(RECORDS PROVIDED)

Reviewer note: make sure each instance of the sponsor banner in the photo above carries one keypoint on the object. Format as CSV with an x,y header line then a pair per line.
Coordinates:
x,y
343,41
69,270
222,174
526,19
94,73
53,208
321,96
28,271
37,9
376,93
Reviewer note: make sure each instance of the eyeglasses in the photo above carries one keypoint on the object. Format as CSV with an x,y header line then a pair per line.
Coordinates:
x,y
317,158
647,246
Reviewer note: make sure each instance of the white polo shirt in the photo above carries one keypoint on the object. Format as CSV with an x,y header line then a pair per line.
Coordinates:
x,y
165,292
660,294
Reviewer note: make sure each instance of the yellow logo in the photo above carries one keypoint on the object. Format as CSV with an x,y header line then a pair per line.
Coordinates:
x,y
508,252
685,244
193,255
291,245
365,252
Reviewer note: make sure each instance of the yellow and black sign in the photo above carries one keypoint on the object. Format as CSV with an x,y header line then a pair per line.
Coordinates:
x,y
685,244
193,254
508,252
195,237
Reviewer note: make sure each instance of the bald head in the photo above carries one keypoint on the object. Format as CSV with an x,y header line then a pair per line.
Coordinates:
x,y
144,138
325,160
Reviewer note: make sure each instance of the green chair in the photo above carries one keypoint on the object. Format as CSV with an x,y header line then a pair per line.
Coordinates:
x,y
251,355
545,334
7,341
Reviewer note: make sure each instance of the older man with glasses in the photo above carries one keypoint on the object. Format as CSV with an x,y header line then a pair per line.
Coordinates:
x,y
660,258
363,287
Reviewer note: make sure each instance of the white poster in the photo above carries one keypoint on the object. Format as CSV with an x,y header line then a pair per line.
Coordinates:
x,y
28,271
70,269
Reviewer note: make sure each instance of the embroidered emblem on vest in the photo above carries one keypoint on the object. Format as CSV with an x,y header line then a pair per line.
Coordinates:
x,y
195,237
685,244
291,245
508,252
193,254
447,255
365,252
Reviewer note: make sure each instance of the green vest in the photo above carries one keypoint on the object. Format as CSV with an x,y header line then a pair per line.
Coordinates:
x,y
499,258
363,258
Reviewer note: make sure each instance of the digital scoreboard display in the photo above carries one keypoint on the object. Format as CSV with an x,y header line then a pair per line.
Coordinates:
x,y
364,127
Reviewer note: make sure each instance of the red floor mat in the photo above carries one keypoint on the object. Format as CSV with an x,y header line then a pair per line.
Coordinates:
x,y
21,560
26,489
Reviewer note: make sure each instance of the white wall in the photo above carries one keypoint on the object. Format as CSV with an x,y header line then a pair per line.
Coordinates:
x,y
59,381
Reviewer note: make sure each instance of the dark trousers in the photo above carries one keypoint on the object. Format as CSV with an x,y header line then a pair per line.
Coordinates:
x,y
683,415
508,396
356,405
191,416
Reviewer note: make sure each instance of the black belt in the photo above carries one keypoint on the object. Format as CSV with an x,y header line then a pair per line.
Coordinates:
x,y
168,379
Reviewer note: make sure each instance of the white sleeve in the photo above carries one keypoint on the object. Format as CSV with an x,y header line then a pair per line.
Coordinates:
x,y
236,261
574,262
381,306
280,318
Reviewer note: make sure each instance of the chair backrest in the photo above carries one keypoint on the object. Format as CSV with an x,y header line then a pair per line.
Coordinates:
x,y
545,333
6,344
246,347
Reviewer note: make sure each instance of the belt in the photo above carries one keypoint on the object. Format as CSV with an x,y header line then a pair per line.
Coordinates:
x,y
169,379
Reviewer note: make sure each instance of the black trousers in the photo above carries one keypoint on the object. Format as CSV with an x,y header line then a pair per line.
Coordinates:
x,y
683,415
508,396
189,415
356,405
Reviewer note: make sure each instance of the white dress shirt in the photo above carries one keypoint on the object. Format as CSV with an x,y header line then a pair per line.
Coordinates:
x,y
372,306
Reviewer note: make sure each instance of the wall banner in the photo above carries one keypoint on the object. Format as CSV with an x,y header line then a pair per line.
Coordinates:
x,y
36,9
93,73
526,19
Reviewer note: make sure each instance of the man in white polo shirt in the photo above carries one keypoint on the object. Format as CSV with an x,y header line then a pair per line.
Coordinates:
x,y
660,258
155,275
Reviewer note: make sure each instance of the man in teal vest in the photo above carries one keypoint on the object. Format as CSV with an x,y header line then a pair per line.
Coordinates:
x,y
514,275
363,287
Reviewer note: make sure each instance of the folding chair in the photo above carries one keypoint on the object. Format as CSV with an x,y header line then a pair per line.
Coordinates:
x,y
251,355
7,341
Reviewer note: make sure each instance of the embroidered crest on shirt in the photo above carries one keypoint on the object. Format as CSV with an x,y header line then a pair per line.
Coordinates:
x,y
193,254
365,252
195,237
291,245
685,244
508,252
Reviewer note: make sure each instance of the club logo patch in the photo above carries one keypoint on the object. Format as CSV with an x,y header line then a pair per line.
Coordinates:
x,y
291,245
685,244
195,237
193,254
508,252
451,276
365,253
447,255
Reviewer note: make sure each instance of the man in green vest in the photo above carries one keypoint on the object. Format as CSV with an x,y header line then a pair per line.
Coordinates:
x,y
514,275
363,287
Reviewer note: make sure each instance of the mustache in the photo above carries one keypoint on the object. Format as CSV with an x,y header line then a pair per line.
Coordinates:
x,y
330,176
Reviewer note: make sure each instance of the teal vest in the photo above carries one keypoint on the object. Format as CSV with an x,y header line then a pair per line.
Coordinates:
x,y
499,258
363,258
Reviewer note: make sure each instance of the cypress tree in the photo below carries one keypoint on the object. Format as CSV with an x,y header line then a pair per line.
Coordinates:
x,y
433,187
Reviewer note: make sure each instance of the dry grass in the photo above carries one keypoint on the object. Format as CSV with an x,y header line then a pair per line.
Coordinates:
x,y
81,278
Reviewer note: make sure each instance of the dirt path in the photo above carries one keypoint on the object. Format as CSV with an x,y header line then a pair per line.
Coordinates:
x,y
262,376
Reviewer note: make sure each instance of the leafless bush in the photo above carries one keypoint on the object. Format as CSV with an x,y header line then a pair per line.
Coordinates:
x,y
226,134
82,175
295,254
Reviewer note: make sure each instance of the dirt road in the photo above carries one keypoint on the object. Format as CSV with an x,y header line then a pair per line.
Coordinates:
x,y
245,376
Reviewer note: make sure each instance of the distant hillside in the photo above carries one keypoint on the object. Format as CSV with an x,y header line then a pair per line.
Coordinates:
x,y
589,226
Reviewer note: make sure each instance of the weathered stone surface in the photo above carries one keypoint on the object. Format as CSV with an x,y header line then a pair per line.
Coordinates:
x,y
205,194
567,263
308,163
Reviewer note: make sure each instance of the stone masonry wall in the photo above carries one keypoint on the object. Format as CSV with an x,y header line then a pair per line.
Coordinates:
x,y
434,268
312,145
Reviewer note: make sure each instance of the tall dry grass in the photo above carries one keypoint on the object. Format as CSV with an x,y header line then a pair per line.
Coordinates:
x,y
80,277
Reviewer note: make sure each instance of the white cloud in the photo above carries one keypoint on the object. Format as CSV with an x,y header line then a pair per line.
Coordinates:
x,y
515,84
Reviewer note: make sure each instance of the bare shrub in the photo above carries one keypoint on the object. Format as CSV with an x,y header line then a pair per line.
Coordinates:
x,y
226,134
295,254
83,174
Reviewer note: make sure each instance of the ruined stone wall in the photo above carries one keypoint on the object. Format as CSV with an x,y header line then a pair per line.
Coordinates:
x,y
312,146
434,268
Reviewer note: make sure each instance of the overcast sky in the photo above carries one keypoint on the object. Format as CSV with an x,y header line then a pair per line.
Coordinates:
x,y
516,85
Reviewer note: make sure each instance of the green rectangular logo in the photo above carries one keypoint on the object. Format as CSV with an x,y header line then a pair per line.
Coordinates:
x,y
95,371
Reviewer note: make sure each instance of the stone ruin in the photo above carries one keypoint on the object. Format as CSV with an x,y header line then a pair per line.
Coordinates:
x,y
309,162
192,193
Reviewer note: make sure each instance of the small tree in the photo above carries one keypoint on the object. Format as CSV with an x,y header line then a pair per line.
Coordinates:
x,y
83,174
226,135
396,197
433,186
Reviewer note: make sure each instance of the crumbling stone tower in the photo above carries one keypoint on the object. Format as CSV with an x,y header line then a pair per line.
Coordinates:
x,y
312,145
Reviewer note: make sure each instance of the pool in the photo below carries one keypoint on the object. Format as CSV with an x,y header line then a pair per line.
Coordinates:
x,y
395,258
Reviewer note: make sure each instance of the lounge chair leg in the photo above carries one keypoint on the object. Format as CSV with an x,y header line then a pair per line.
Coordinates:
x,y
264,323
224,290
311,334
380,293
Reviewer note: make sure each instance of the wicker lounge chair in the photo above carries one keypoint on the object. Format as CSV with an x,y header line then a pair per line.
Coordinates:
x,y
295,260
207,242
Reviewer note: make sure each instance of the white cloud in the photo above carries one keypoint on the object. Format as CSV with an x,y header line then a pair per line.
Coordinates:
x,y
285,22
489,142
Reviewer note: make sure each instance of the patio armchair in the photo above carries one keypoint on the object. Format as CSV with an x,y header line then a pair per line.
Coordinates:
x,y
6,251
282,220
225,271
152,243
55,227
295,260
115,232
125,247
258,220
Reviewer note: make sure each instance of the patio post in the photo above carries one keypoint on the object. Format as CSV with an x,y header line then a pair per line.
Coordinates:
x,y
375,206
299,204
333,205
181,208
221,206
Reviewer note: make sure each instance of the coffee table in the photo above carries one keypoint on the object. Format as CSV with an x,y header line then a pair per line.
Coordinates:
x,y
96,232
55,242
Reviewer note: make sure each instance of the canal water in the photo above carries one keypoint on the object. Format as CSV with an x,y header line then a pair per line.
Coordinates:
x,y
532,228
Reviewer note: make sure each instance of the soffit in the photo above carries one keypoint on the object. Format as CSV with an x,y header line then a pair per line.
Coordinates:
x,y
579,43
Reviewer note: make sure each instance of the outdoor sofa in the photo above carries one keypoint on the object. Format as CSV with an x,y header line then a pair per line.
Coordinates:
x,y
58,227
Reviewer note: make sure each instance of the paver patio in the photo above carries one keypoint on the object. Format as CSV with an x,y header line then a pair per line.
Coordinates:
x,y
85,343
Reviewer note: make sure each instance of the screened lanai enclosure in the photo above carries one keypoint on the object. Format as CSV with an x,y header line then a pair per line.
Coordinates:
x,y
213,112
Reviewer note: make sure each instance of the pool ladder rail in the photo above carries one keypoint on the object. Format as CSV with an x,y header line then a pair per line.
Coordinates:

(End RECORDS PROVIDED)

• **WORK TO COMPLETE**: Set down exactly, and only, the lines from the one with "Reviewer note: make sure each instance of the paver" to the final line of the data.

• **COMPLETED TASK**:
Reviewer note: make sure each instance of the paver patio in the photo above carries one keypoint on the object. Format as CSV with an x,y header line then a pair per line.
Coordinates:
x,y
85,343
Reviewer note: make sure each instance of the screened lanai enclosure in the photo above carries one keypoint on the object. Format as CSV with an x,y header line then a pair per line.
Coordinates:
x,y
213,112
Reviewer note: make sure each instance of the pool ladder rail in the photo above carries one keypoint on the object. Format as CSV with an x,y header line then a pair per line.
Coordinates:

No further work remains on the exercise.